START Input material

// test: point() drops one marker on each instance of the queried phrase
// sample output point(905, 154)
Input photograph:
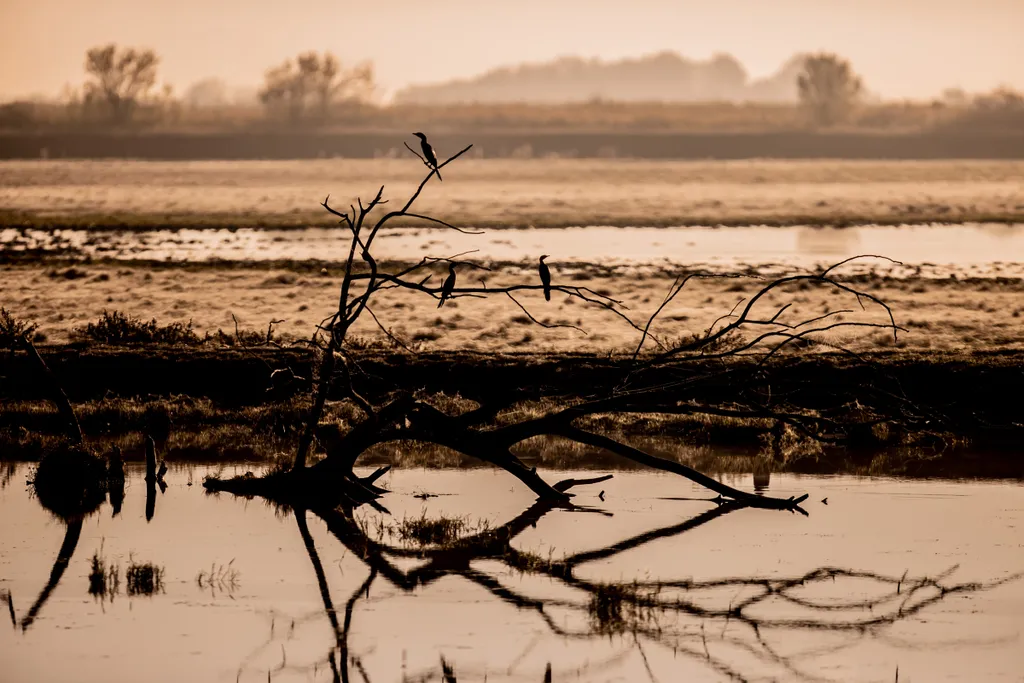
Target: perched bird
point(448, 286)
point(428, 154)
point(545, 278)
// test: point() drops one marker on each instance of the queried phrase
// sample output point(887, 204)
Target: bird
point(448, 286)
point(428, 154)
point(545, 278)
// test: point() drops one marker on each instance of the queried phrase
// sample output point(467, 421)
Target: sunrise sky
point(903, 48)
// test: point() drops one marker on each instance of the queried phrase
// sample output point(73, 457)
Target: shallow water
point(977, 249)
point(273, 623)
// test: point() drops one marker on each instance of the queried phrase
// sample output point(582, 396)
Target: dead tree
point(719, 373)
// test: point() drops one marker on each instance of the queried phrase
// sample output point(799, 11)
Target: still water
point(975, 249)
point(880, 574)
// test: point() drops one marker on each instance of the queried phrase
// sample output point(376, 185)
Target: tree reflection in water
point(673, 614)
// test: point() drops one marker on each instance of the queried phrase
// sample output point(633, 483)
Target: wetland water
point(974, 249)
point(500, 624)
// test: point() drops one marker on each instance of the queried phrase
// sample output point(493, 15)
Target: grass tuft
point(119, 329)
point(145, 579)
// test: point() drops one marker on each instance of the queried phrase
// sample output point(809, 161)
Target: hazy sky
point(903, 48)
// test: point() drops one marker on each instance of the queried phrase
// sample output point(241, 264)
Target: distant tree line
point(316, 89)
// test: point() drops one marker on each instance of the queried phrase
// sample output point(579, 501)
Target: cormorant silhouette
point(448, 286)
point(428, 154)
point(545, 278)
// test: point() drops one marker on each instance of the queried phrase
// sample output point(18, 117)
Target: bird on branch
point(428, 154)
point(545, 278)
point(448, 286)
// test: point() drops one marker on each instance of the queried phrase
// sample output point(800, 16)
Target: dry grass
point(143, 579)
point(947, 313)
point(596, 116)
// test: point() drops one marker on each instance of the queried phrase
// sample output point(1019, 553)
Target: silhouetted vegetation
point(104, 578)
point(119, 329)
point(143, 579)
point(828, 88)
point(657, 93)
point(312, 85)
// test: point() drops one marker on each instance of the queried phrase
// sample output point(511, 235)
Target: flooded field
point(648, 581)
point(549, 193)
point(937, 251)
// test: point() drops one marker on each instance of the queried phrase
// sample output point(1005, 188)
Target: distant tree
point(208, 92)
point(314, 83)
point(120, 78)
point(828, 88)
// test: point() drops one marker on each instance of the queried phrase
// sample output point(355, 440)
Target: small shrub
point(120, 329)
point(219, 578)
point(615, 608)
point(12, 331)
point(144, 579)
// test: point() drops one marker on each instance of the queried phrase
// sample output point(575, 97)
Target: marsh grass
point(424, 530)
point(104, 578)
point(219, 579)
point(12, 330)
point(143, 579)
point(621, 608)
point(118, 329)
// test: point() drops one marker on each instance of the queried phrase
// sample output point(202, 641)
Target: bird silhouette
point(448, 286)
point(545, 278)
point(428, 154)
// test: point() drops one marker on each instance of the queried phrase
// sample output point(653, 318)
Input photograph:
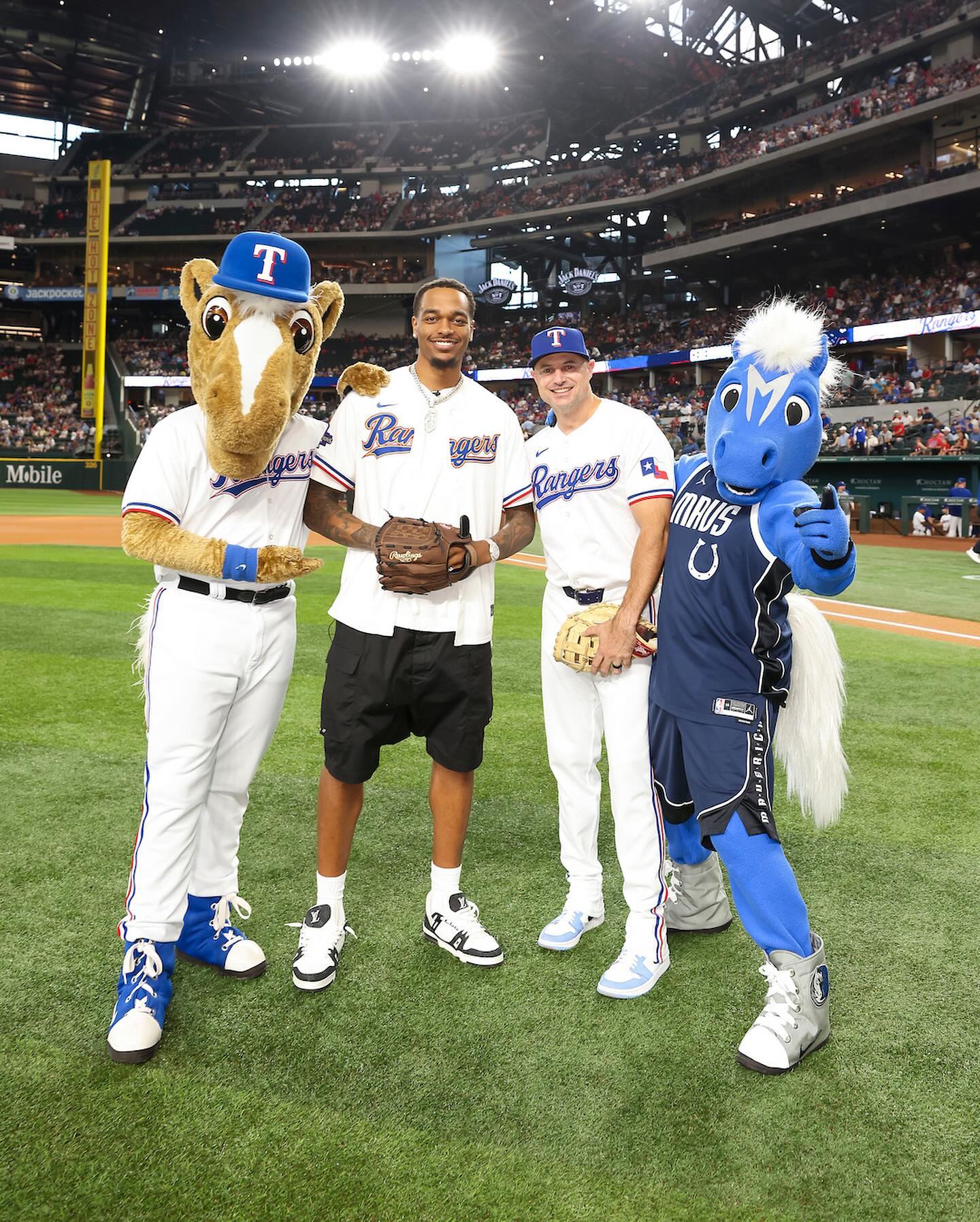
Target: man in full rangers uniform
point(436, 447)
point(603, 479)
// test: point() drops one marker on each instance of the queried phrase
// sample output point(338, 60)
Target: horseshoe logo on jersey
point(703, 575)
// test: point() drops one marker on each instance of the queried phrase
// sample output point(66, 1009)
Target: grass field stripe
point(902, 627)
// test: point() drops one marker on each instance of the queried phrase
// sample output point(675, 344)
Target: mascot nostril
point(216, 501)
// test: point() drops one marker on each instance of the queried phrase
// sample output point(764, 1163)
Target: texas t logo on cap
point(557, 339)
point(267, 264)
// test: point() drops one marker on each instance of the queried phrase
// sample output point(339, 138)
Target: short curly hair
point(445, 283)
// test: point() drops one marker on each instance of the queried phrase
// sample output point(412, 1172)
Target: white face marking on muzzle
point(257, 339)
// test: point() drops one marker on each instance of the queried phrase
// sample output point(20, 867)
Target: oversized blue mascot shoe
point(146, 985)
point(208, 937)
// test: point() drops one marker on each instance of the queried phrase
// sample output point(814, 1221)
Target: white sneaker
point(565, 931)
point(322, 937)
point(454, 924)
point(633, 973)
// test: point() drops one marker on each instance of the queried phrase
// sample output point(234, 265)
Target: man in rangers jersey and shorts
point(433, 445)
point(603, 479)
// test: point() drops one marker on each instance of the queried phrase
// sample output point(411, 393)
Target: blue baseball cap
point(267, 264)
point(557, 339)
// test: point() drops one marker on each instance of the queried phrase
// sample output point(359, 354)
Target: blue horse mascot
point(745, 530)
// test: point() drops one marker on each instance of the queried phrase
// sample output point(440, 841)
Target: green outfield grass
point(55, 502)
point(417, 1088)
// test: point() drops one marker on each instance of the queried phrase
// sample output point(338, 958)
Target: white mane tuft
point(785, 335)
point(255, 304)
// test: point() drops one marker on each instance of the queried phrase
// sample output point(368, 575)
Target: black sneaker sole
point(248, 974)
point(136, 1057)
point(491, 961)
point(772, 1071)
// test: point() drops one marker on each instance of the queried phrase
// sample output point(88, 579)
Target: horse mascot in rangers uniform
point(740, 654)
point(215, 501)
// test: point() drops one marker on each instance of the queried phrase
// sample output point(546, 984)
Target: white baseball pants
point(579, 709)
point(215, 679)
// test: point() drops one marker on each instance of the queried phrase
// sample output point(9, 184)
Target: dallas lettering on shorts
point(387, 436)
point(293, 466)
point(473, 450)
point(591, 477)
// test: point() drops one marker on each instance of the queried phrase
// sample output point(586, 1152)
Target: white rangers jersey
point(470, 462)
point(585, 487)
point(173, 481)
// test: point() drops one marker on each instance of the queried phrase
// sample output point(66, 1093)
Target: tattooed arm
point(327, 513)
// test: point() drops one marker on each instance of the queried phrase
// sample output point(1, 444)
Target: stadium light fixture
point(357, 58)
point(470, 54)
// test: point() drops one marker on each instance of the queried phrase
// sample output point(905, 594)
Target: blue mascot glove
point(825, 528)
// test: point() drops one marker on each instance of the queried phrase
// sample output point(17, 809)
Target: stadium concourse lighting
point(357, 58)
point(470, 54)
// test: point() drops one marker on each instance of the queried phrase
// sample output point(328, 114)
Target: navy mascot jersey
point(719, 645)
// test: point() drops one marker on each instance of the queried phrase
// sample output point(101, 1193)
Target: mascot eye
point(797, 411)
point(730, 396)
point(304, 332)
point(215, 318)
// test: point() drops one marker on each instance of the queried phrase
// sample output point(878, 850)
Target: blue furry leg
point(685, 842)
point(764, 888)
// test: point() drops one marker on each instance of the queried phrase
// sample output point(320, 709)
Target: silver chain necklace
point(438, 399)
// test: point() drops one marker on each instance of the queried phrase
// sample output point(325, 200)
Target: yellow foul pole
point(97, 278)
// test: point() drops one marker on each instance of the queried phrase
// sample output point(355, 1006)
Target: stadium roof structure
point(113, 64)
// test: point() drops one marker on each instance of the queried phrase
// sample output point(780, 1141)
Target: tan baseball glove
point(577, 650)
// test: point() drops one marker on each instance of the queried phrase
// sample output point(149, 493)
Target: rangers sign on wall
point(578, 281)
point(496, 292)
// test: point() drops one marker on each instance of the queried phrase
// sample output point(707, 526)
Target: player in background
point(603, 479)
point(431, 445)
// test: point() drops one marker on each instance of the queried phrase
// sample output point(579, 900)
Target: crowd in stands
point(328, 210)
point(863, 38)
point(651, 172)
point(39, 390)
point(301, 148)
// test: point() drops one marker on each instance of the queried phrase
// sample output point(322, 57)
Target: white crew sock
point(330, 891)
point(445, 882)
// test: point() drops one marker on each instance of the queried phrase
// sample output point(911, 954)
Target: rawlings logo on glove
point(576, 647)
point(419, 558)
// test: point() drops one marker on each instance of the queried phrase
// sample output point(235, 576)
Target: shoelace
point(675, 888)
point(149, 969)
point(780, 1010)
point(223, 914)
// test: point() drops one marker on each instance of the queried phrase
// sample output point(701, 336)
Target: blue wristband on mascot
point(241, 564)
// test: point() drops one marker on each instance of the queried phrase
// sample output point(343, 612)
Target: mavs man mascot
point(745, 530)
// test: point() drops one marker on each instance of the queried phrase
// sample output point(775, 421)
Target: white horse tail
point(808, 733)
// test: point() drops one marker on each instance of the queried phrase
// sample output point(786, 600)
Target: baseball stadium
point(502, 482)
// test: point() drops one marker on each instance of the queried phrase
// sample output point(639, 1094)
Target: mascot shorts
point(714, 771)
point(380, 690)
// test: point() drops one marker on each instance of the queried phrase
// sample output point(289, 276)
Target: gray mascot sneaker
point(697, 902)
point(796, 1017)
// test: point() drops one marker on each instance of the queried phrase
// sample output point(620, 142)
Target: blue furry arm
point(815, 545)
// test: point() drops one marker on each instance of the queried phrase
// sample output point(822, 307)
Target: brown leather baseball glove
point(418, 558)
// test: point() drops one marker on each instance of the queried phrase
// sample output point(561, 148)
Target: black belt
point(233, 596)
point(585, 598)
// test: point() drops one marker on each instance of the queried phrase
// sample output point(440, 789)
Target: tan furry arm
point(163, 543)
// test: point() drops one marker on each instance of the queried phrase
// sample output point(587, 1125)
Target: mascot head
point(256, 333)
point(764, 418)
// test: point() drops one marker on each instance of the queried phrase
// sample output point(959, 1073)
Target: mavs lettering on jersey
point(717, 647)
point(591, 477)
point(293, 466)
point(387, 436)
point(473, 449)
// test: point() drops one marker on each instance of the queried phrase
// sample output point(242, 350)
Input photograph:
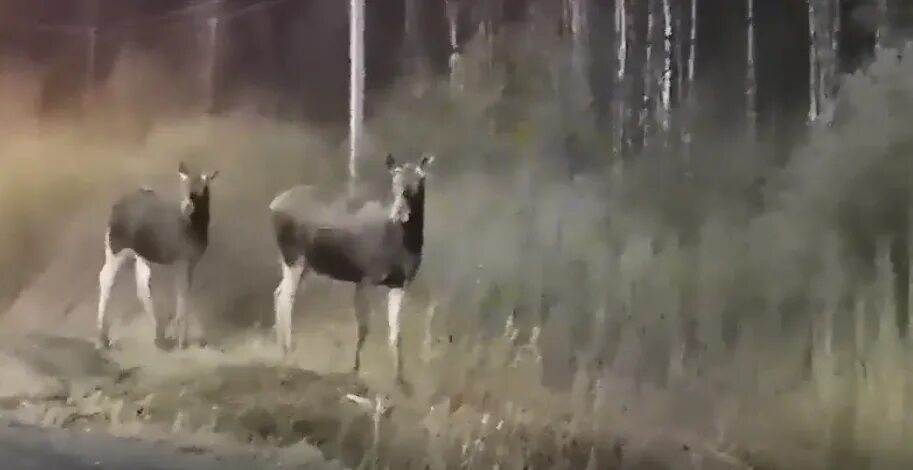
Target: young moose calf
point(366, 249)
point(151, 230)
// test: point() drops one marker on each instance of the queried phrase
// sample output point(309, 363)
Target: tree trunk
point(356, 87)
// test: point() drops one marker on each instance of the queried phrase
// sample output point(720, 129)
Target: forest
point(660, 233)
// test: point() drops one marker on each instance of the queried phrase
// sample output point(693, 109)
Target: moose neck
point(414, 227)
point(199, 218)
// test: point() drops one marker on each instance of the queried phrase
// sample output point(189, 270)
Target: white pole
point(211, 49)
point(812, 62)
point(751, 78)
point(356, 87)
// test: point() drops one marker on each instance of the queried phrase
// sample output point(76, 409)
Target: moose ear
point(426, 160)
point(390, 162)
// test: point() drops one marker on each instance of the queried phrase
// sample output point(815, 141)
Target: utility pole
point(90, 22)
point(356, 87)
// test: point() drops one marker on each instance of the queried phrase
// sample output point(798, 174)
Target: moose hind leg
point(285, 302)
point(183, 281)
point(143, 272)
point(362, 316)
point(394, 323)
point(106, 278)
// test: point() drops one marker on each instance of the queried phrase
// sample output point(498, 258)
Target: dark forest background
point(296, 51)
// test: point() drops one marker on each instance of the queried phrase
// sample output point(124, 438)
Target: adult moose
point(151, 230)
point(369, 248)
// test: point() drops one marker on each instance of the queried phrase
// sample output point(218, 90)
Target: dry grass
point(528, 346)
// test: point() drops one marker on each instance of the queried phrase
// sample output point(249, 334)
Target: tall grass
point(614, 317)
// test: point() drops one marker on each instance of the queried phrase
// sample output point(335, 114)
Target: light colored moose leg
point(106, 278)
point(285, 302)
point(394, 322)
point(143, 273)
point(362, 317)
point(183, 280)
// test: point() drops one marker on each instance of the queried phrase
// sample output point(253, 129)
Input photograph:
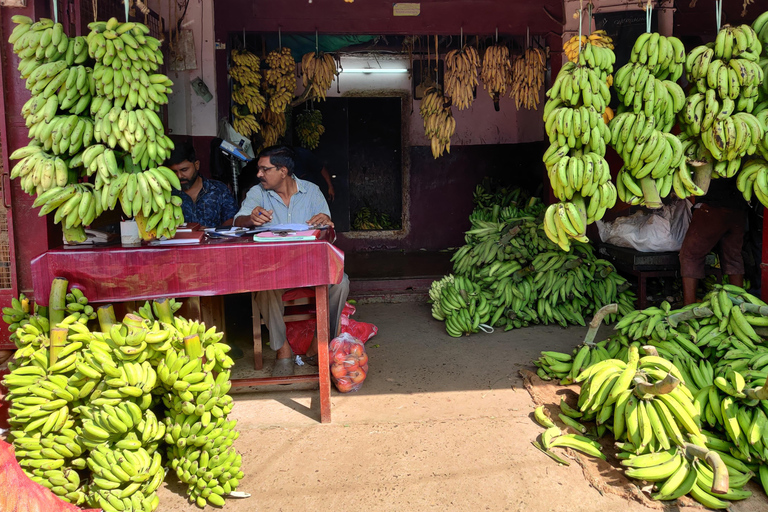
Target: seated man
point(207, 202)
point(281, 198)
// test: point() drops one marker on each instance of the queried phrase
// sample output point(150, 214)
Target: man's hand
point(320, 219)
point(260, 216)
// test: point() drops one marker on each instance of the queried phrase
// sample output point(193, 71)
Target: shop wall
point(188, 113)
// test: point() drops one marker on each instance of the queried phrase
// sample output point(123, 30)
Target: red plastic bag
point(20, 494)
point(349, 363)
point(300, 333)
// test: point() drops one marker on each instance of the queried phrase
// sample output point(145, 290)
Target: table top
point(214, 267)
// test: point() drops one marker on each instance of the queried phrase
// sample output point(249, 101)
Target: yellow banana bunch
point(497, 71)
point(439, 124)
point(318, 70)
point(280, 79)
point(528, 78)
point(309, 128)
point(461, 76)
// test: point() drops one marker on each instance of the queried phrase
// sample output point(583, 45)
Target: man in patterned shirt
point(207, 202)
point(281, 198)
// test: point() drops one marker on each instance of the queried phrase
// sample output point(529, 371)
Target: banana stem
point(758, 393)
point(594, 325)
point(754, 309)
point(677, 318)
point(650, 193)
point(662, 387)
point(58, 340)
point(720, 482)
point(133, 321)
point(57, 302)
point(164, 312)
point(193, 346)
point(702, 175)
point(107, 317)
point(650, 350)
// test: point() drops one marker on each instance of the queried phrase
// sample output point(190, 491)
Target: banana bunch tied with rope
point(461, 75)
point(280, 78)
point(439, 124)
point(309, 128)
point(654, 161)
point(126, 57)
point(594, 50)
point(318, 70)
point(139, 132)
point(273, 127)
point(663, 56)
point(199, 436)
point(528, 78)
point(44, 41)
point(496, 72)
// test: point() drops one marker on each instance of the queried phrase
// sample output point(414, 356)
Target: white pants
point(271, 307)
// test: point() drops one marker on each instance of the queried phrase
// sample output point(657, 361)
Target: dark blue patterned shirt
point(215, 204)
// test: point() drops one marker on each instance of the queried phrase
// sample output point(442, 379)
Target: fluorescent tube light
point(373, 70)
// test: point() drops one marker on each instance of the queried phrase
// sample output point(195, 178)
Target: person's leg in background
point(704, 232)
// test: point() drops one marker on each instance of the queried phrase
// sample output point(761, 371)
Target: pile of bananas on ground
point(528, 78)
point(246, 92)
point(683, 392)
point(510, 275)
point(88, 420)
point(97, 121)
point(309, 128)
point(439, 124)
point(497, 71)
point(318, 71)
point(461, 75)
point(654, 162)
point(717, 121)
point(198, 434)
point(368, 218)
point(575, 159)
point(280, 78)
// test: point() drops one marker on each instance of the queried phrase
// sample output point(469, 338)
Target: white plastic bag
point(660, 231)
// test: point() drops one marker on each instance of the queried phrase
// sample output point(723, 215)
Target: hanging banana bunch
point(497, 71)
point(309, 128)
point(273, 127)
point(280, 79)
point(246, 94)
point(318, 71)
point(461, 75)
point(528, 78)
point(439, 124)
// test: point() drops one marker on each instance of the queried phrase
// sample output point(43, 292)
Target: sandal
point(283, 368)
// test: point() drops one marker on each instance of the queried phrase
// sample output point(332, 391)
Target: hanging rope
point(718, 13)
point(648, 16)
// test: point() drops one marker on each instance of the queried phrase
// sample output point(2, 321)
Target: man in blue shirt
point(207, 202)
point(281, 198)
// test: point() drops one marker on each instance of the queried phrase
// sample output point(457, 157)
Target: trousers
point(270, 304)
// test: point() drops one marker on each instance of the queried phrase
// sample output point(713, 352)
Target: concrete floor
point(440, 424)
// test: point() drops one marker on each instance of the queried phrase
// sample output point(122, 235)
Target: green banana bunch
point(663, 56)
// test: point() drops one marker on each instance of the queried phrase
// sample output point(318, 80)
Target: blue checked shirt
point(215, 204)
point(307, 202)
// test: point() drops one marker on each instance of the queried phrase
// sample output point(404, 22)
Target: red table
point(217, 267)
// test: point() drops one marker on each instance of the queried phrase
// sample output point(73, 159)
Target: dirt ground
point(440, 424)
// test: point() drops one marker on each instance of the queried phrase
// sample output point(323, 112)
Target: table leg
point(323, 328)
point(258, 359)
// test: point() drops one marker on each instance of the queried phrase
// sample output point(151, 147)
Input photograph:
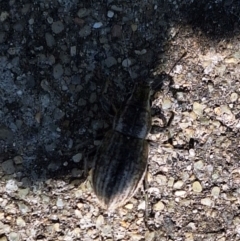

END Input material

Problem description>
Output the lines above between the one holding "Target: yellow banana bunch" and the one holding "output point(529, 371)", inclusive, with nothing before or after them.

Answer to this exercise>
Target: yellow banana bunch
point(497, 71)
point(439, 124)
point(318, 70)
point(280, 79)
point(528, 78)
point(309, 128)
point(461, 76)
// test: point() drops one marker on each instance of the queried phrase
// sample output point(583, 45)
Target: man in patterned shirt
point(207, 202)
point(281, 198)
// test: point() drops one marker on each instance of the queried phrase
// sample output point(529, 371)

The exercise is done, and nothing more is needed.